Extrait présenté:
※ ※ ※

J'ai entendu parler de votre affaire concernant la route dans le Parc National de Serengeti. Elle montre comment les sanctuaires naturels ne sont toujours pas correctement respectés. C'est la même chose avec la Grande Barrière de Corail en Australie, et en Pologne où nous avons le dernier morceau de forêt primitive de plaine en Europe, la forêt de Białowieża, qui ne reçoit toujours pas la considération qu'elle mérite et est insuffisamment protégée. Quant au rôle des institutions juridiques, pour moi, leur rôle est très clair et simple. Si une institution publique est créée pour sauvegarder l'environnement naturel, elle doit simplement jouer son rôle et faire ce qui est nécessaire.

※ ※ ※

Entrées de pointage d'objets nommés
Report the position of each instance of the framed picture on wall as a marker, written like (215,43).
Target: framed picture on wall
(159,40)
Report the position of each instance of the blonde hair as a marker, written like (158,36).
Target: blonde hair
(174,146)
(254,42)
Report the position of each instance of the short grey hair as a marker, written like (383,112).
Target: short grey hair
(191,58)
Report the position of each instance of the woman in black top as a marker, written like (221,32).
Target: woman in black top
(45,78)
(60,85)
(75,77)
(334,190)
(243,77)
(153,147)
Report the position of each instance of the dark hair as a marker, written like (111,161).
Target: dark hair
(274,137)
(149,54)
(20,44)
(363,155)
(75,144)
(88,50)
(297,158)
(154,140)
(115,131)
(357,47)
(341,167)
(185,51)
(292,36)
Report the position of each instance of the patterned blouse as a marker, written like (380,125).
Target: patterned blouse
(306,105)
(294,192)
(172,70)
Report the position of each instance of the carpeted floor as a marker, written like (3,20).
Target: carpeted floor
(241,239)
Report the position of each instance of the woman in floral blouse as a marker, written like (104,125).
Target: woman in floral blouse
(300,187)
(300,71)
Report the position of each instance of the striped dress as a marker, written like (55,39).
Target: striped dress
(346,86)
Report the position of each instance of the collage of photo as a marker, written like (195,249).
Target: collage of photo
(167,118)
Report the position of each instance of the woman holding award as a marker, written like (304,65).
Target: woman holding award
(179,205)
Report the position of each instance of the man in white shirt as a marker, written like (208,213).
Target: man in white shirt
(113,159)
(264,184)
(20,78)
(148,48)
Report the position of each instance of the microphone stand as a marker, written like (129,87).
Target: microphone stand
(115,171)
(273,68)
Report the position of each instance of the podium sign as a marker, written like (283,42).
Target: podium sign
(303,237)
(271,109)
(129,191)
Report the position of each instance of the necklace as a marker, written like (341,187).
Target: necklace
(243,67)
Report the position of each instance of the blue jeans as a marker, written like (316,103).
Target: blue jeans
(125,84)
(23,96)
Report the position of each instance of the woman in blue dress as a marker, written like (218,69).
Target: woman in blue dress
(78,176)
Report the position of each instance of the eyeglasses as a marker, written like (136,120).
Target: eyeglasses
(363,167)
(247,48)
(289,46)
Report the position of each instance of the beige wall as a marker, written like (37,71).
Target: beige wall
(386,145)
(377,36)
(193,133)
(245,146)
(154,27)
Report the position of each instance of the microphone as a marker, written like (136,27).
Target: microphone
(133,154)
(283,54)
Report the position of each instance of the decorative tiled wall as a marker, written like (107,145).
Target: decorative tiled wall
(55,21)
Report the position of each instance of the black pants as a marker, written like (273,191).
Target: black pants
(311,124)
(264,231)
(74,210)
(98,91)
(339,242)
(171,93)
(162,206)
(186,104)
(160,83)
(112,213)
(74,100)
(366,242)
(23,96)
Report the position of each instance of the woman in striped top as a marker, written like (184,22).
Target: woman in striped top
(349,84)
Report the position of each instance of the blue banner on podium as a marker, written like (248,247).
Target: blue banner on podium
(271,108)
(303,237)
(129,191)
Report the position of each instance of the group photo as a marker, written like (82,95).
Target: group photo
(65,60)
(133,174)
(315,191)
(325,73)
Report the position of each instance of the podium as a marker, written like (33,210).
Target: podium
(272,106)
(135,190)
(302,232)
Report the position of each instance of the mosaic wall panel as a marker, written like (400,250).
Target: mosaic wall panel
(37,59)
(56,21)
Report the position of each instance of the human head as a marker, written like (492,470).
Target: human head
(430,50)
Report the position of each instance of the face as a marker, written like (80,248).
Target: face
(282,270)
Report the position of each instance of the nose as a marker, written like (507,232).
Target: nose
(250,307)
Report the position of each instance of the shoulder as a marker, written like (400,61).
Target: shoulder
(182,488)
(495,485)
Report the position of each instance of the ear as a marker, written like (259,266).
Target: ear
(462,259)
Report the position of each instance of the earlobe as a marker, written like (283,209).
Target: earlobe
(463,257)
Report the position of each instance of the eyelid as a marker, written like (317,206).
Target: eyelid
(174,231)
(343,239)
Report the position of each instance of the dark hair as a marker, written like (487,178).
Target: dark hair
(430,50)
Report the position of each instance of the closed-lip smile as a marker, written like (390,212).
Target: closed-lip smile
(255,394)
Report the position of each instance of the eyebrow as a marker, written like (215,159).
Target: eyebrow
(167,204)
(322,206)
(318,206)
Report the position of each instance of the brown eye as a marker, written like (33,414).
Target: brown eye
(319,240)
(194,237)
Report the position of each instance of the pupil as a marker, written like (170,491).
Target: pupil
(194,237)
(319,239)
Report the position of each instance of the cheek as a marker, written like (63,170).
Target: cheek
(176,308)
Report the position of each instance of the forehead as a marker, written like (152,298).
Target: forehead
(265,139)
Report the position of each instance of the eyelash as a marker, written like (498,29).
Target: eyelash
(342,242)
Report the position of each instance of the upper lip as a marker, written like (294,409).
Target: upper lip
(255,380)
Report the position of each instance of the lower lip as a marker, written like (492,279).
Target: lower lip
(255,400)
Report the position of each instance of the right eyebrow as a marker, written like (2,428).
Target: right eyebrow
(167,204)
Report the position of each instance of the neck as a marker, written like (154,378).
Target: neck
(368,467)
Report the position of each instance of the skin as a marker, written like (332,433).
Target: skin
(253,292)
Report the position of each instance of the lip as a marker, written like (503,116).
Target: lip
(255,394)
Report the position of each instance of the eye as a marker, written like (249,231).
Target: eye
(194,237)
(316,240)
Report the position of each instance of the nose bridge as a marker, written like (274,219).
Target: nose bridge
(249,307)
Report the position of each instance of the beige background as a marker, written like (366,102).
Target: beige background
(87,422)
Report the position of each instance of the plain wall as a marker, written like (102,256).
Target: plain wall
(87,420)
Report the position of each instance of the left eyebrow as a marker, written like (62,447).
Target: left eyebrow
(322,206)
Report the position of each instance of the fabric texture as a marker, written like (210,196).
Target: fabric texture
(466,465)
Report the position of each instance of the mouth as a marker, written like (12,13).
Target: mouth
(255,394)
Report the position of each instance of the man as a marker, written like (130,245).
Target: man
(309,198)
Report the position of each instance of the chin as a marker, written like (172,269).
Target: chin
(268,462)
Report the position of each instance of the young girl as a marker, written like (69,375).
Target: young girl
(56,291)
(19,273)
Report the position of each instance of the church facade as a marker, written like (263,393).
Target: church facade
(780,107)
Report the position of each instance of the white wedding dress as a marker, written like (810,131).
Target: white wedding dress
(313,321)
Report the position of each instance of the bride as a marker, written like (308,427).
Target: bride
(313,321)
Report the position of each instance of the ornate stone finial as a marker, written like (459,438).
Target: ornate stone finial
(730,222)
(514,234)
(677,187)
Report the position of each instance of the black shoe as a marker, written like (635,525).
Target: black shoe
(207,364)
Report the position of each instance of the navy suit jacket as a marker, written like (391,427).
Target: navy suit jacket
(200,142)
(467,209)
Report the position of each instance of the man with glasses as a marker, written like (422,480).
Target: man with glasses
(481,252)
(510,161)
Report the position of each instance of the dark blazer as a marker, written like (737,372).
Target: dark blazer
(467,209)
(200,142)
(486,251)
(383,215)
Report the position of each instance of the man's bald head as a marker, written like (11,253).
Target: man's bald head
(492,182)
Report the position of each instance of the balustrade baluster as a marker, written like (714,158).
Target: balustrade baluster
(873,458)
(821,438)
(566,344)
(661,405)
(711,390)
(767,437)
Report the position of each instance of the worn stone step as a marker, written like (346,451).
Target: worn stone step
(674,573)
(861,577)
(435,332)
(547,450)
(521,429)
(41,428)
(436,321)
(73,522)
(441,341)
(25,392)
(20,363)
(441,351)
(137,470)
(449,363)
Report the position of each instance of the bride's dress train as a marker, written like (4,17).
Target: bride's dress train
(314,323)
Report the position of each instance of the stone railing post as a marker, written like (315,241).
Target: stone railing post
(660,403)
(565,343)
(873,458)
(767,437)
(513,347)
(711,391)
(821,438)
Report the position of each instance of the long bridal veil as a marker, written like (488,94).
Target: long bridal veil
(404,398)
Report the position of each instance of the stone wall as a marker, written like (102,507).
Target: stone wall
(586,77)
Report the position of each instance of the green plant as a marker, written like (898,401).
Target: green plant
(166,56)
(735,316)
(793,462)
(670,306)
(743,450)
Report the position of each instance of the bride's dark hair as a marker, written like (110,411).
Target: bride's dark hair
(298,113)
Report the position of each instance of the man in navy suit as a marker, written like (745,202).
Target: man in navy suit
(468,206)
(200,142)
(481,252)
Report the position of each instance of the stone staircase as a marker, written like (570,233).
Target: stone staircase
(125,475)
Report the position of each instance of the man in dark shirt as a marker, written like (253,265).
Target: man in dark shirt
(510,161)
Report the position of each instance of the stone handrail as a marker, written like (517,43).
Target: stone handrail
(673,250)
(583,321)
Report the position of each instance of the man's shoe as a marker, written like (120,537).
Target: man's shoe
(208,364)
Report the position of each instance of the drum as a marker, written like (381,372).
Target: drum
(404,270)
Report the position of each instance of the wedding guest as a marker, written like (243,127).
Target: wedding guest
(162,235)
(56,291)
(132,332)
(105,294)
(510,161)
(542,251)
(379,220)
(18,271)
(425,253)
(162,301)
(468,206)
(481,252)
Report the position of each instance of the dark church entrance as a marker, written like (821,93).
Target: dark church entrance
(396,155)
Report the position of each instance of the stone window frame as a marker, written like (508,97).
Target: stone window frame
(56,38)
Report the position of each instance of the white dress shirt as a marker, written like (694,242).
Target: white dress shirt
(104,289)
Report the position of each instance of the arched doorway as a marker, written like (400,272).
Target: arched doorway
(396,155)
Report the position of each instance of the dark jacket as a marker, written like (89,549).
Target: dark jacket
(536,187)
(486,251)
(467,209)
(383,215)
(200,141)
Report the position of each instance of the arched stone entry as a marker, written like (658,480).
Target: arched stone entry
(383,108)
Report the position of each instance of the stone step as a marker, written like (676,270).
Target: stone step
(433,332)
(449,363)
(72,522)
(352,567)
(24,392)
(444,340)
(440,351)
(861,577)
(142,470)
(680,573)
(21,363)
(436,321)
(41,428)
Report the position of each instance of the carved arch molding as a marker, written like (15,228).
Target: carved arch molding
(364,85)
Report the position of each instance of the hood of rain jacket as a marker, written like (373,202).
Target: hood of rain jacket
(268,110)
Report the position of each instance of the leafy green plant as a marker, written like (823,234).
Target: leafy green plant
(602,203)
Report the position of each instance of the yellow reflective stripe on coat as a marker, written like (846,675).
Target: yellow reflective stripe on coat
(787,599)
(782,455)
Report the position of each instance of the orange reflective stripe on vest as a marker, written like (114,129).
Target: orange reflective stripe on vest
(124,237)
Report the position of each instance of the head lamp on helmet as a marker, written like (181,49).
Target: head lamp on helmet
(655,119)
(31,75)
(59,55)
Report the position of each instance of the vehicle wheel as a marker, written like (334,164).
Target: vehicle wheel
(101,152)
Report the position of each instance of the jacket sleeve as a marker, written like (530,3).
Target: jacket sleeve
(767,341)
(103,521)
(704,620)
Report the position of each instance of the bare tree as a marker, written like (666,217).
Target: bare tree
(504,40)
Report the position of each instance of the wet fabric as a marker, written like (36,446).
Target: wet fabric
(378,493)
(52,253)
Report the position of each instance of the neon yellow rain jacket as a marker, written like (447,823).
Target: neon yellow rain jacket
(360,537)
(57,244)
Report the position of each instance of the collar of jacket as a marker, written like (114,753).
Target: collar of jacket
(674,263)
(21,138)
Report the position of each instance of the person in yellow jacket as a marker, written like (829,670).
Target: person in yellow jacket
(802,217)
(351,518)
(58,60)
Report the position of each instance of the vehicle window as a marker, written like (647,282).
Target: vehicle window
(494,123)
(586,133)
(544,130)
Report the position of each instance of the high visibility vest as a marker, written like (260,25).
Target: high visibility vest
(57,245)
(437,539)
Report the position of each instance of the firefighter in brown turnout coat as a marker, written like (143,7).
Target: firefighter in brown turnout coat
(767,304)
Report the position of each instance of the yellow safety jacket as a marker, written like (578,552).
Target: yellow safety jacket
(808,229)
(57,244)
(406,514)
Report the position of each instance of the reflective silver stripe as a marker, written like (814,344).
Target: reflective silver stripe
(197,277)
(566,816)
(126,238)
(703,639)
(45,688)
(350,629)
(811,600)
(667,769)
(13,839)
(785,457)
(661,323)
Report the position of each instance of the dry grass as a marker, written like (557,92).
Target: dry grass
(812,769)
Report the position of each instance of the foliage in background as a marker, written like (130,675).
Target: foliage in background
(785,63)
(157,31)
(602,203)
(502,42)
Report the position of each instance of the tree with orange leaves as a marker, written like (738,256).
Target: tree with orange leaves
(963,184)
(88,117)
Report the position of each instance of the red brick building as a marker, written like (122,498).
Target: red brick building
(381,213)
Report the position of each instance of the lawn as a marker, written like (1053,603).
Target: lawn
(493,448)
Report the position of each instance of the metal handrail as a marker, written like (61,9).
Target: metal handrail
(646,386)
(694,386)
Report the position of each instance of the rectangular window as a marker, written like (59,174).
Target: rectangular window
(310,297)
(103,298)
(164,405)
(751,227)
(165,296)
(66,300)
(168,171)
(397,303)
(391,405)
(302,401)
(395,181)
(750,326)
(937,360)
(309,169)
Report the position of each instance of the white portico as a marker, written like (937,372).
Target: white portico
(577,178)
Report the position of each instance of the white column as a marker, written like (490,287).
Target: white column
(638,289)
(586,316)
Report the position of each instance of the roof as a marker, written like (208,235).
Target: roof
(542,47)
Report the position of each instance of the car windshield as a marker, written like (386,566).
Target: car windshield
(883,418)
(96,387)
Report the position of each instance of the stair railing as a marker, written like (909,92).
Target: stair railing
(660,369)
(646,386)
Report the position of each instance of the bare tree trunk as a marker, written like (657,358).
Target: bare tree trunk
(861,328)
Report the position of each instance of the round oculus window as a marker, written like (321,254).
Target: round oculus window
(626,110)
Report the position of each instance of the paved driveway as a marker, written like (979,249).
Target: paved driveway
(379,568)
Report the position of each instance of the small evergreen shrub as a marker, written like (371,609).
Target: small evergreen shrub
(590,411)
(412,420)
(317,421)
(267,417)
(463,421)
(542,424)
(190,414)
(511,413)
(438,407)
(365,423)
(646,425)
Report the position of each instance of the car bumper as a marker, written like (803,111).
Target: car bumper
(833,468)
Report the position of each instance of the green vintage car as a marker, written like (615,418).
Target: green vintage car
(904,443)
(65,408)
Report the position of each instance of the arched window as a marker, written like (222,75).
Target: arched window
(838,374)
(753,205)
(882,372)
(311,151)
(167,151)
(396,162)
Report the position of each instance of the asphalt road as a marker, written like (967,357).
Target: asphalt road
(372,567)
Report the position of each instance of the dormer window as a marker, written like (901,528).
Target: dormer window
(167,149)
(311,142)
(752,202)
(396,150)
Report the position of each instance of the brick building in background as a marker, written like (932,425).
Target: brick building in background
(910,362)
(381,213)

※ ※ ※

Liste des tâches:
**a)** Reformulez en tableau Markdown, avec les colonnes n et Ligne, les lignes des enregistrements qui commencent à la ligne contenant "Report the position of each instance of the car bumper" et s'arrêtent à la fin des enregistrements, bornes incluses. Omettez les lignes vides.
**b)** Poursuivez le texte sur la protection des sanctuaires naturels à partir de sa dernière phrase.

Les réponses:
**a)**
| n | Ligne |
|---|---|
| 1 | Report the position of each instance of the car bumper as a marker, written like (803,111). |
| 2 | Target: car bumper |
| 3 | (833,468) |
| 4 | Report the position of each instance of the green vintage car as a marker, written like (615,418). |
| 5 | Target: green vintage car |
| 6 | (904,443) |
| 7 | (65,408) |
| 8 | Report the position of each instance of the arched window as a marker, written like (222,75). |
| 9 | Target: arched window |
| 10 | (838,374) |
| 11 | (753,205) |
| 12 | (882,372) |
| 13 | (311,151) |
| 14 | (167,151) |
| 15 | (396,162) |
| 16 | Report the position of each instance of the asphalt road as a marker, written like (967,357). |
| 17 | Target: asphalt road |
| 18 | (372,567) |
| 19 | Report the position of each instance of the dormer window as a marker, written like (901,528). |
| 20 | Target: dormer window |
| 21 | (167,149) |
| 22 | (311,142) |
| 23 | (752,202) |
| 24 | (396,150) |
| 25 | Report the position of each instance of the brick building in background as a marker, written like (932,425). |
| 26 | Target: brick building in background |
| 27 | (910,362) |
| 28 | (381,213) |

**b)**
Mais bien sûr, c'est la vie et ce n'est pas toujours la réalité mais, avant tout, nous avons besoin d'une loi qui nous permette de reconnaître, de conserver et de sauvegarder le patrimoine naturel pour différentes valeurs : pour l'existence de la biodiversité et son droit à l'existence, et aussi pour les valeurs, les fonctions et les services écosystémiques que la biodiversité fournit aux humains. Nous en disposons gratuitement, par exemple pour la maîtrise des inondations, le stockage du carbone, la nourriture, ainsi que pour la valeur récréative. Nous disposons de lois nationales sur la nature, de directives européennes sur la nature et, bien sûr, de la Convention du patrimoine mondial. Si ces lois sont enfreintes, les institutions juridiques doivent intervenir sans délai et se faire les porte-paroles de la nature et de l'habitat naturel. C'est aussi l'avenir de l'humanité face aux crises du climat et de la biodiversité.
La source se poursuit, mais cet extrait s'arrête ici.